■ **To do**
Update the lines between the ones holding "Expected: one point per instance of the roof" and "(1176, 238)", inclusive, by changing "roof antenna" to "radio antenna" and keeping everything else the same. Return only those lines.
+--
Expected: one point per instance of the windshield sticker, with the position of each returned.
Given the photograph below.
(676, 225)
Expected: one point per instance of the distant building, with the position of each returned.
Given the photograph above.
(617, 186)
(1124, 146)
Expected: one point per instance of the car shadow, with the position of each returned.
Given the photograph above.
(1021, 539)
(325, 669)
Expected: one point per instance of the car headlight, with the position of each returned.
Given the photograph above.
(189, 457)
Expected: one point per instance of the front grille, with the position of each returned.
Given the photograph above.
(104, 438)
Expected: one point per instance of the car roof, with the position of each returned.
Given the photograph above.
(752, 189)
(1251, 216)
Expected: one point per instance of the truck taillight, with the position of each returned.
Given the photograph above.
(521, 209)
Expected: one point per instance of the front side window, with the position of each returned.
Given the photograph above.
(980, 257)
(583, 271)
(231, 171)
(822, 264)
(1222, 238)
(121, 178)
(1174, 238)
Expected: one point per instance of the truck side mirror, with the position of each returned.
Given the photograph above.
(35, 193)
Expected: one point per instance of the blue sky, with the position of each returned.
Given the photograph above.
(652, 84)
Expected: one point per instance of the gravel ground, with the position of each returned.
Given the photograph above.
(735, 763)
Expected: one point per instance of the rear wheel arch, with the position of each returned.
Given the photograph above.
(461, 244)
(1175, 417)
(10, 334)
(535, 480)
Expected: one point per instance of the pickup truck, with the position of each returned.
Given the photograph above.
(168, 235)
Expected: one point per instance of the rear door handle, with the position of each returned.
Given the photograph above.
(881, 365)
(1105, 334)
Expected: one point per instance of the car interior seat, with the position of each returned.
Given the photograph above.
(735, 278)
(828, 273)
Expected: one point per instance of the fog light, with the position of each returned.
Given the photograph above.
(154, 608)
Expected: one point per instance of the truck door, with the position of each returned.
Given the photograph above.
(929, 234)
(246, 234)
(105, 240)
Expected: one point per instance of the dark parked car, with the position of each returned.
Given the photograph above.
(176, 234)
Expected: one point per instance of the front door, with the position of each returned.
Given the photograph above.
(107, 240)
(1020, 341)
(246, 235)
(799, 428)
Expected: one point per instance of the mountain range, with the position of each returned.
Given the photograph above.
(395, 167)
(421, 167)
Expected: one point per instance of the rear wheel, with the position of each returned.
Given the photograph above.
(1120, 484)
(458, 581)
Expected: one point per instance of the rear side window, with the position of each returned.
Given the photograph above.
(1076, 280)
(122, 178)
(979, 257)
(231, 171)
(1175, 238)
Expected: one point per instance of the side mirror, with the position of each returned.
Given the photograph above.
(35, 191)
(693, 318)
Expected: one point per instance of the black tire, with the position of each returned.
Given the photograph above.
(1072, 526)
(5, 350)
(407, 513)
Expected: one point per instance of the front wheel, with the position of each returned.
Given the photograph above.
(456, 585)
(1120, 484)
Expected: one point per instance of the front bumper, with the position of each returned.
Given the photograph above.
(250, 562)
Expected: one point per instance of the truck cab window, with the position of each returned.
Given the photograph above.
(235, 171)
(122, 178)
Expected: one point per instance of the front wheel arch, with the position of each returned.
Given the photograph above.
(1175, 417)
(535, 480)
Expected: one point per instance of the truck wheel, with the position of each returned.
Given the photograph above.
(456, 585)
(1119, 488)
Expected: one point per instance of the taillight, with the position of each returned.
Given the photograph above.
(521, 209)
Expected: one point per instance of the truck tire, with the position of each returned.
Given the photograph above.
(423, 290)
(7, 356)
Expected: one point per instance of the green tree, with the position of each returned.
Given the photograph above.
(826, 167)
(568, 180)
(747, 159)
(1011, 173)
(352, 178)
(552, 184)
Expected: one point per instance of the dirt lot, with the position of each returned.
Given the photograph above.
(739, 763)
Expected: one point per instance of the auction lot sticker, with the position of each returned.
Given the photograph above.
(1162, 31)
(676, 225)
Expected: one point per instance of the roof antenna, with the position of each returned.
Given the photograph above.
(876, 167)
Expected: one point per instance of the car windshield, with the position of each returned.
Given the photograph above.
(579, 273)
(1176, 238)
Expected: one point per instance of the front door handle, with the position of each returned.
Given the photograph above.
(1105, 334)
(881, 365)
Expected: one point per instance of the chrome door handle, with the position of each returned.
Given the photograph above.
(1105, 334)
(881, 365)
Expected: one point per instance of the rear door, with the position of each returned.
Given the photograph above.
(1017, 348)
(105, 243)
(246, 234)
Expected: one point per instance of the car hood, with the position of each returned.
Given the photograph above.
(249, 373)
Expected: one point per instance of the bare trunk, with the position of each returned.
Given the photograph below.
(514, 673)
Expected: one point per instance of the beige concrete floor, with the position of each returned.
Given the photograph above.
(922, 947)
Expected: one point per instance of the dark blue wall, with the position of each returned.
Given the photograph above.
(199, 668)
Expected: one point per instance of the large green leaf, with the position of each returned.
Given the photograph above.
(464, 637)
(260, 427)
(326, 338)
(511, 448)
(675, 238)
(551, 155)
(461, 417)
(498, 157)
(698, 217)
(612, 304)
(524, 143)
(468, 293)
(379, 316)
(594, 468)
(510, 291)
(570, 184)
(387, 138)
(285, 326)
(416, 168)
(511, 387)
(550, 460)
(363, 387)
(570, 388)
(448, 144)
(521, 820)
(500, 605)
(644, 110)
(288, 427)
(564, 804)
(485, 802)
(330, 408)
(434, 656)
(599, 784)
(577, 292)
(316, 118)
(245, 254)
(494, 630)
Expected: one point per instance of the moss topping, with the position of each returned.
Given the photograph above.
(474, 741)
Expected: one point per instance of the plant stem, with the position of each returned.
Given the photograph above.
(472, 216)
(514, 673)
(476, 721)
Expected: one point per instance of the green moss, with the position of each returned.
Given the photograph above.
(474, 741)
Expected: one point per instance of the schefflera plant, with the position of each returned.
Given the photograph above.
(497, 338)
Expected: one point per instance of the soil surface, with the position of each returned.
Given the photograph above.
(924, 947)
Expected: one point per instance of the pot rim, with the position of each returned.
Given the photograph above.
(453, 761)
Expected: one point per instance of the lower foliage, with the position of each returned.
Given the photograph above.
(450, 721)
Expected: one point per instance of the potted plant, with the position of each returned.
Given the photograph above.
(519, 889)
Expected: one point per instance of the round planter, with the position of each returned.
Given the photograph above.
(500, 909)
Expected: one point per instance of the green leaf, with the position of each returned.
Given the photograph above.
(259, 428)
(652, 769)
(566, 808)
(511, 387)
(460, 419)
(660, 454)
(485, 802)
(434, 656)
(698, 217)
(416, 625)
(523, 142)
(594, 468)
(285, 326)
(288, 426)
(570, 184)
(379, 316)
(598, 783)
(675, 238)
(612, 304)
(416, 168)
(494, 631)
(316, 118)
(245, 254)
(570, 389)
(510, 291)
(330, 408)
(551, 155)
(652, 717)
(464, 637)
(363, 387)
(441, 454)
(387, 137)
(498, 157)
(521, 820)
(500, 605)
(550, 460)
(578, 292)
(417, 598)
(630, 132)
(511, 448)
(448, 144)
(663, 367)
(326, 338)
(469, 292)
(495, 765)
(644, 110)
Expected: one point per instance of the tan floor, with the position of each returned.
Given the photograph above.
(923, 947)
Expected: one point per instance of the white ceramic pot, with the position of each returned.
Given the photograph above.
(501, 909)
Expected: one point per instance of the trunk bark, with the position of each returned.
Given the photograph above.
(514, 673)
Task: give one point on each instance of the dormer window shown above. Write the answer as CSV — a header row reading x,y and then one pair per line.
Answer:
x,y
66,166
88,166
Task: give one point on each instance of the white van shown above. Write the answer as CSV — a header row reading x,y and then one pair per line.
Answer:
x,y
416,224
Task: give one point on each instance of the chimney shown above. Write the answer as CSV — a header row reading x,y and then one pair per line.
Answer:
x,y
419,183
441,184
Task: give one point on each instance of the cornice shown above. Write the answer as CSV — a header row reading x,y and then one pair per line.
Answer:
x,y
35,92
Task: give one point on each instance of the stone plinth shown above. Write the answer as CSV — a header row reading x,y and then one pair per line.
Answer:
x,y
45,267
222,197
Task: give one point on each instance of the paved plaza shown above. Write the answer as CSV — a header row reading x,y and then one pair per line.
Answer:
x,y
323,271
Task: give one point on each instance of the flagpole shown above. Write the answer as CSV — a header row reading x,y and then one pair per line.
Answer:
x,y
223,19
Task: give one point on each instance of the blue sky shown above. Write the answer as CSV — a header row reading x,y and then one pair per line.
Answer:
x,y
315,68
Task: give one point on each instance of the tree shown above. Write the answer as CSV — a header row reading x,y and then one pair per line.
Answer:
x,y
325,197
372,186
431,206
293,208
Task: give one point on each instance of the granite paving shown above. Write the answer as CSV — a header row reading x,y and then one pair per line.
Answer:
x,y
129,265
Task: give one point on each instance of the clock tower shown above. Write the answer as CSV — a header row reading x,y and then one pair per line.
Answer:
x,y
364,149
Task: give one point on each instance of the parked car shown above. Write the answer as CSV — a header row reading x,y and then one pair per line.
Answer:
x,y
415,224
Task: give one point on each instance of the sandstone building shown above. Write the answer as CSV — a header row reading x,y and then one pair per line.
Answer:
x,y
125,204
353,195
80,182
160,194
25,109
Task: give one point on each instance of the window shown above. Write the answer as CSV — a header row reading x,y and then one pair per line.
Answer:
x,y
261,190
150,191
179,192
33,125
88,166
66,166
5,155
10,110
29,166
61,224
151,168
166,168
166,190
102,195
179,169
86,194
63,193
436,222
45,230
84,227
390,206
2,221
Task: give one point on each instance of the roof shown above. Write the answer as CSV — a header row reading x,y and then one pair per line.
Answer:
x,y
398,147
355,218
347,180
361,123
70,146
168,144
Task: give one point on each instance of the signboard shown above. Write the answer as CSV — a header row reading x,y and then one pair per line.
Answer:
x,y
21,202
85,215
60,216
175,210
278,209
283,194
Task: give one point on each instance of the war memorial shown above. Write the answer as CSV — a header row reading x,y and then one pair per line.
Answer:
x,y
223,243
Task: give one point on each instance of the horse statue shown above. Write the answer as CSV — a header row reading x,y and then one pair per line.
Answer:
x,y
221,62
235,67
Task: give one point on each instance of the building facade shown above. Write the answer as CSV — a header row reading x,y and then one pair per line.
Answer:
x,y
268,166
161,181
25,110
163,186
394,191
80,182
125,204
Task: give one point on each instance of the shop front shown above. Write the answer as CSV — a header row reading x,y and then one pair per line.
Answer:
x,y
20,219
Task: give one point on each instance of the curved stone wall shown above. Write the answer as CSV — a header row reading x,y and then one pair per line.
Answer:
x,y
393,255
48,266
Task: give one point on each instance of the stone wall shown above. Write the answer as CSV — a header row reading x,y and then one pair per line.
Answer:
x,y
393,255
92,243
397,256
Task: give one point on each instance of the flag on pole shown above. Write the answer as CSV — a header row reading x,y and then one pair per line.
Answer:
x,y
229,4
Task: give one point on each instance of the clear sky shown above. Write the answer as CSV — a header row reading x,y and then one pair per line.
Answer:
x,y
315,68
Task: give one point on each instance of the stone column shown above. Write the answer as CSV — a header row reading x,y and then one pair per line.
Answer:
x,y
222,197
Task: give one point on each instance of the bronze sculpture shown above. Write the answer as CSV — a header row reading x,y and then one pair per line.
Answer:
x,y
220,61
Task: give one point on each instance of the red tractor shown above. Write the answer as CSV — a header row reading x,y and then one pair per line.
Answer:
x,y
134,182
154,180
+--
■ **Complete response**
Expected: one point per instance of the radio antenna, with the position of each returned.
Given the photograph above.
(876, 167)
Expected: one point per instance of the car windshield, with the position of each returned.
Given the photograph above.
(579, 273)
(1176, 238)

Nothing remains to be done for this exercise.